**STATED EXERCISE A:**
Could you extract the article on the Obama Administration's fossil fuel policies word for word?
**STATED EXERCISE B:**
Can you copy the rows exactly, from the line with "Locate brown fur" up to and including the last line of the rows?

**TEXT SECTION:**
========

Expedite wind and solar – but
block coal, oil, gas, pipelines, jobs and economic recovery
Paul Driessen
“This is not the same industry we had 15 years ago,” Natural
Gas Supply Association VP Jennifer Fordham said recently. That’s an
understatement. The oil, petrochemical and manufacturing industries are also far
different from those of 15 years ago. Together, they’ve created hundreds of
thousands of new jobs and generated countless billions of dollars in economic
activity. No thanks to the Obama Administration.
From EPA to Interior and even the Energy Department, the
Administration continues to display a strong animosity toward fossil fuels. Its
war on coal has hounded mines, power plants, jobs and communities. Its
opposition to the Keystone XL pipeline has thwarted the creation of tens of
thousands of construction jobs. Its bans on leasing, drilling and hydraulic
fracturing on federal onshore and
offshore lands have caused a 6% drop in oil production from those lands and
a 28% plunge in natural gas output – costing thousands of jobs and tens of
billions in bonus, rent, royalty and tax revenues to the U.S. Treasury.

========

[Object detection data]
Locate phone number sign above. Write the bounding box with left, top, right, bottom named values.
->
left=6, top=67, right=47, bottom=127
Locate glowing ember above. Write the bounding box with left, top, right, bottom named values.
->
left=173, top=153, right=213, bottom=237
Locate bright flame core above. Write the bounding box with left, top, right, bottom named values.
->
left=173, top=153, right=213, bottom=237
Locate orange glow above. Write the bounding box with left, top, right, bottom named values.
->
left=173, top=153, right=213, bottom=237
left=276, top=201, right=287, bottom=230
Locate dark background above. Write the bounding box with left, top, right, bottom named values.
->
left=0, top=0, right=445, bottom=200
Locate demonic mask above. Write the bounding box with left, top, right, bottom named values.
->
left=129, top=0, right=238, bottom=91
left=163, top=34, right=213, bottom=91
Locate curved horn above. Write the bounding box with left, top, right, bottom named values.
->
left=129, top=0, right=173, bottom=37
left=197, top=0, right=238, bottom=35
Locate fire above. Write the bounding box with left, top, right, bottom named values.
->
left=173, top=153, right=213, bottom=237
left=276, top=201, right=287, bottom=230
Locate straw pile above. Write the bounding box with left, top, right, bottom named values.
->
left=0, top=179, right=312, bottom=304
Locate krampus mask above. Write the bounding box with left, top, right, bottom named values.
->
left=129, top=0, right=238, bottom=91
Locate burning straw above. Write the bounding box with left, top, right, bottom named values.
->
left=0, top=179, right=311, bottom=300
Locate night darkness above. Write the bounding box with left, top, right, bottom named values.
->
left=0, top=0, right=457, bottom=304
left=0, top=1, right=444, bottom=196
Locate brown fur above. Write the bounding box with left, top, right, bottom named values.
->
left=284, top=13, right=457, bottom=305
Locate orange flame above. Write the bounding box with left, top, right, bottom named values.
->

========

**FULL SOLUTION A:**
Expedite wind and solar – but
block coal, oil, gas, pipelines, jobs and economic recovery
Paul Driessen
“This is not the same industry we had 15 years ago,” Natural
Gas Supply Association VP Jennifer Fordham said recently. That’s an
understatement. The oil, petrochemical and manufacturing industries are also far
different from those of 15 years ago. Together, they’ve created hundreds of
thousands of new jobs and generated countless billions of dollars in economic
activity. No thanks to the Obama Administration.
From EPA to Interior and even the Energy Department, the
Administration continues to display a strong animosity toward fossil fuels. Its
war on coal has hounded mines, power plants, jobs and communities. Its
opposition to the Keystone XL pipeline has thwarted the creation of tens of
thousands of construction jobs. Its bans on leasing, drilling and hydraulic
fracturing on federal onshore and
offshore lands have caused a 6% drop in oil production from those lands and
a 28% plunge in natural gas output – costing thousands of jobs and tens of
billions in bonus, rent, royalty and tax revenues to the U.S. Treasury.

**FULL SOLUTION B:**
Locate brown fur above. Write the bounding box with left, top, right, bottom named values.
->
left=284, top=13, right=457, bottom=305
Locate orange flame above. Write the bounding box with left, top, right, bottom named values.
->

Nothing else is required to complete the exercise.